WORK INSTRUCTIONS — Please count how many lines in the records below contain the string "shirt", and give only that number.

RAW DATA —
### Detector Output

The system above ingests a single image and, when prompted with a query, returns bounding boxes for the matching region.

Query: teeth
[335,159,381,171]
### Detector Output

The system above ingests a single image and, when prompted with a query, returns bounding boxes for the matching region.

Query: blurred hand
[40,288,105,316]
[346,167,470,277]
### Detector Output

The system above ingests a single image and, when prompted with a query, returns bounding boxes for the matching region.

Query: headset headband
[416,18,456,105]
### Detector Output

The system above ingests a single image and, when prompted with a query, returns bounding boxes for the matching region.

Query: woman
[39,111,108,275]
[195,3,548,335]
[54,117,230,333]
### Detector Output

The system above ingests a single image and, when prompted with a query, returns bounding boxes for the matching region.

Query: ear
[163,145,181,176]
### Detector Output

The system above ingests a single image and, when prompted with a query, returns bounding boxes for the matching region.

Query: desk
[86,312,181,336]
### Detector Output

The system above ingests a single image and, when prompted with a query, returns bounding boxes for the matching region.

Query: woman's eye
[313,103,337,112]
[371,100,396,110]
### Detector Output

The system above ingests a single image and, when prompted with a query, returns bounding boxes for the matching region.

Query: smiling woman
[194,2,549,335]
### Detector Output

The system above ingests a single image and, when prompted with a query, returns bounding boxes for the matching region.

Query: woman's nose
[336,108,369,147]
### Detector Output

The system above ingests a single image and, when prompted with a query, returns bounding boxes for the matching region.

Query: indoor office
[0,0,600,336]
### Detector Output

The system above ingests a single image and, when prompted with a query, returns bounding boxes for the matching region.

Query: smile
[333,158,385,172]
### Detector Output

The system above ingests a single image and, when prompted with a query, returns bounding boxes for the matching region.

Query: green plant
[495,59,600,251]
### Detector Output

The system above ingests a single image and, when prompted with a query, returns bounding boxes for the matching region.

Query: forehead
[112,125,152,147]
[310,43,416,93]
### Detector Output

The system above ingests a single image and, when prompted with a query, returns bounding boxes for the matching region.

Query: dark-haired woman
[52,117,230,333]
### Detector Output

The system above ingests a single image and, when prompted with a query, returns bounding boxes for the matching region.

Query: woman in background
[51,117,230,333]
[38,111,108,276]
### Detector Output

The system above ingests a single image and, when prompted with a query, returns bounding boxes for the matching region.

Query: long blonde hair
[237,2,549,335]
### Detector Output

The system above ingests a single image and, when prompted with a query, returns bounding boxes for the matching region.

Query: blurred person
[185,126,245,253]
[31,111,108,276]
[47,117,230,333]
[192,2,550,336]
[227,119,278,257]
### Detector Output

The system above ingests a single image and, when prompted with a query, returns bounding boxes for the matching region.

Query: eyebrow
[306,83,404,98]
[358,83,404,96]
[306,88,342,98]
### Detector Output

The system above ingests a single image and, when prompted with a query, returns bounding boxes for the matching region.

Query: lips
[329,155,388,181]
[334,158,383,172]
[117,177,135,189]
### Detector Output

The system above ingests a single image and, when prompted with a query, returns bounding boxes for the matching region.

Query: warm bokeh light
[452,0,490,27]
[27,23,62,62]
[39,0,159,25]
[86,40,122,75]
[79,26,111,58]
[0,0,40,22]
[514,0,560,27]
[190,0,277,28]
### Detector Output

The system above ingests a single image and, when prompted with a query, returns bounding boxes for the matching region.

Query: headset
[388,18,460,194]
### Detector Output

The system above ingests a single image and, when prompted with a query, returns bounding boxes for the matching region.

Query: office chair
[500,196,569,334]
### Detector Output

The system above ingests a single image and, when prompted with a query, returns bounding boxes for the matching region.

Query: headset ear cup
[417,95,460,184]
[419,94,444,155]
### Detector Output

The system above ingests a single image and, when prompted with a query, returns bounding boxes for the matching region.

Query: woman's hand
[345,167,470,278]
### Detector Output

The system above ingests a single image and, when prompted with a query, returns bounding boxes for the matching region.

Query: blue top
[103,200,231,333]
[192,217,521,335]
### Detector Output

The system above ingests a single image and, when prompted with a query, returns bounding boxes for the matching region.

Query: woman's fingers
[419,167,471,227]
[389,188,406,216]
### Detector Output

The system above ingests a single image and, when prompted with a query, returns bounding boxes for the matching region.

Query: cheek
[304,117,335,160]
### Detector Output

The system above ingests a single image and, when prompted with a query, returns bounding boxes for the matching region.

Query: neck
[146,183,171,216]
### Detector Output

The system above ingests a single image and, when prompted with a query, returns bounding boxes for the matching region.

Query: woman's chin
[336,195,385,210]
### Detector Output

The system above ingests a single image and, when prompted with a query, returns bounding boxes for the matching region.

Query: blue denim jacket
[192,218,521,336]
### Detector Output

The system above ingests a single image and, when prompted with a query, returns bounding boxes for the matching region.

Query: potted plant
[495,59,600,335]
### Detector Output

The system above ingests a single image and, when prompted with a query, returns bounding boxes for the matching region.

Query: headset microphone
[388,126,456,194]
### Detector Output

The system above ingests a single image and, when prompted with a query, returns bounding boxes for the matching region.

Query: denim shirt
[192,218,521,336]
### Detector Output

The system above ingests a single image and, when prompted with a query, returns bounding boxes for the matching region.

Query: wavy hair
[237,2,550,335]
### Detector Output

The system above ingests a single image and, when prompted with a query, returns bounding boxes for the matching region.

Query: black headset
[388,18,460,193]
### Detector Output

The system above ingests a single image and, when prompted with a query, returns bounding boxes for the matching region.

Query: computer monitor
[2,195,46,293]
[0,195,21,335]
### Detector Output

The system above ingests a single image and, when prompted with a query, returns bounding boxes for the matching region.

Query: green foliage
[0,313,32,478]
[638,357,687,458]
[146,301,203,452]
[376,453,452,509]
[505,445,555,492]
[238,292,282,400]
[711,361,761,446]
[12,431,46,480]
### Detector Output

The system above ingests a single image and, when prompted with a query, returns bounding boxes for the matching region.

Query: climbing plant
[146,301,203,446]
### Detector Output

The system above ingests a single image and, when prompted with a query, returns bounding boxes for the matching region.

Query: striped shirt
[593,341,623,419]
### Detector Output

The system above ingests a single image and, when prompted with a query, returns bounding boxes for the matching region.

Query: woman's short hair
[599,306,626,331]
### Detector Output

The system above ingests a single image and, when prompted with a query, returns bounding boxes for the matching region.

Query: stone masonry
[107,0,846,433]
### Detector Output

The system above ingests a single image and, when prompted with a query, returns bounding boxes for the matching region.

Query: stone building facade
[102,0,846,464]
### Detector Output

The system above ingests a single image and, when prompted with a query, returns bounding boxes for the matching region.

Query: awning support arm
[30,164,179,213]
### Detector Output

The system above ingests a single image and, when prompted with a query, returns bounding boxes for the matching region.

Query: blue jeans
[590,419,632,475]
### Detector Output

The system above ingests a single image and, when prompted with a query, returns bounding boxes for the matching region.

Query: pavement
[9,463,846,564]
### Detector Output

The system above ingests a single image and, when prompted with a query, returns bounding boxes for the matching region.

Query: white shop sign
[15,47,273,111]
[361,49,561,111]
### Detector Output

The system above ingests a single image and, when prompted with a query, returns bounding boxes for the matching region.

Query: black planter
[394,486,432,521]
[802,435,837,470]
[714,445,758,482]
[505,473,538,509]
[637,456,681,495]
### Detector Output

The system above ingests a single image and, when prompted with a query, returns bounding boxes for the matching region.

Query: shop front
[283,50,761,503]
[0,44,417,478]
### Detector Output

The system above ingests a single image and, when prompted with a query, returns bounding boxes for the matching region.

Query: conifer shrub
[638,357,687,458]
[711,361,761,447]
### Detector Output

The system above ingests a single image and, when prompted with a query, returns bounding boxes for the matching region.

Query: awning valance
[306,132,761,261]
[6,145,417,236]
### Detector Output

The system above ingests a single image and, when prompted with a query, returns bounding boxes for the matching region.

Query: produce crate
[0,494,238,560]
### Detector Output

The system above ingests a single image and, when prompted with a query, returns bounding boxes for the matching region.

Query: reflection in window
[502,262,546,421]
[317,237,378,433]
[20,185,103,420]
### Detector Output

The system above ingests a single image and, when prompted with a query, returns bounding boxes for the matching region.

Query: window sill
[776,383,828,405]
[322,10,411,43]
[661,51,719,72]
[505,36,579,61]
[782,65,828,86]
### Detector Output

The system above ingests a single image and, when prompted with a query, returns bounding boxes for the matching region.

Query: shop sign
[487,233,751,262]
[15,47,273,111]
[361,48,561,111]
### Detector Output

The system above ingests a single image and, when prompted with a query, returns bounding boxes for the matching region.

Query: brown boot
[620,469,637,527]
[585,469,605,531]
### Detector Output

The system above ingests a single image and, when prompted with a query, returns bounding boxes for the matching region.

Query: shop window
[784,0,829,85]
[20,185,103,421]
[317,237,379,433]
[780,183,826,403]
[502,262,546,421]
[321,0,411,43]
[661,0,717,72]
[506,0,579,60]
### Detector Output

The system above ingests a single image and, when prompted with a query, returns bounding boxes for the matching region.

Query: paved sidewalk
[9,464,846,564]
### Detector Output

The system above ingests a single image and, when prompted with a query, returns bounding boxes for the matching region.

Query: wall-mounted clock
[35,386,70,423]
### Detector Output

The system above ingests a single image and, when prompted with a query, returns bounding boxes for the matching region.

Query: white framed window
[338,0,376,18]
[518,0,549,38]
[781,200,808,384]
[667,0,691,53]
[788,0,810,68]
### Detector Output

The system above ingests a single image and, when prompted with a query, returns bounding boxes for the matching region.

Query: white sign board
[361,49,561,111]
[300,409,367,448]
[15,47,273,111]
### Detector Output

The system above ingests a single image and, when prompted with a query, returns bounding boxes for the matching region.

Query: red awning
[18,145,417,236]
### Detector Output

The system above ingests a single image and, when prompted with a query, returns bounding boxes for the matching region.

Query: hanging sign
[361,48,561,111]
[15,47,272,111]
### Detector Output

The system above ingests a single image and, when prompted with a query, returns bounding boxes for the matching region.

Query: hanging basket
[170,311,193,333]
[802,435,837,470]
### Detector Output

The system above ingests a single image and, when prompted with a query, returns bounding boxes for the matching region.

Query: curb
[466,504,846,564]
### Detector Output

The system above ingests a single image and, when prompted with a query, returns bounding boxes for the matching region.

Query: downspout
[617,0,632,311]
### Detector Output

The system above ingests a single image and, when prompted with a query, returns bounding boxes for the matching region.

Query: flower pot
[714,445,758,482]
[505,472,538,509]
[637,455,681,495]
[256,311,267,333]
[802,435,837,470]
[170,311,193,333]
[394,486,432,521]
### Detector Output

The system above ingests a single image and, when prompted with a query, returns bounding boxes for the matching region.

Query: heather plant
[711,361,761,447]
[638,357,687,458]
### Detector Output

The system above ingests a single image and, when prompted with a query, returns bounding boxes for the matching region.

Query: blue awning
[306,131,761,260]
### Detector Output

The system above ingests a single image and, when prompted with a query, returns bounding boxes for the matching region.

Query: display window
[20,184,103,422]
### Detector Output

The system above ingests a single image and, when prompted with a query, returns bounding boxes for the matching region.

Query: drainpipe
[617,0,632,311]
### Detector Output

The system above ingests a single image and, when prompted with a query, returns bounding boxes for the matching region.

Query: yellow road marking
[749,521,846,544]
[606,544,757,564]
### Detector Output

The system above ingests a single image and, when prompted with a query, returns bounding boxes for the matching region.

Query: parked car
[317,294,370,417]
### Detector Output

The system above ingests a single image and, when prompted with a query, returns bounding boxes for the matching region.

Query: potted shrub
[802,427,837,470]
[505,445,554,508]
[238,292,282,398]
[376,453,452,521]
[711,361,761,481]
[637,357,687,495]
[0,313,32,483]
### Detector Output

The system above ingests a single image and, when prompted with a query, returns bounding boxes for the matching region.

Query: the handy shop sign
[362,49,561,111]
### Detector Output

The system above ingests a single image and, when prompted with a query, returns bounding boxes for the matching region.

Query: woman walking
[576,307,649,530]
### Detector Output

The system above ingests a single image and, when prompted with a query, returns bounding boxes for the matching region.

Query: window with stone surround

FINISHED ANSWER — 2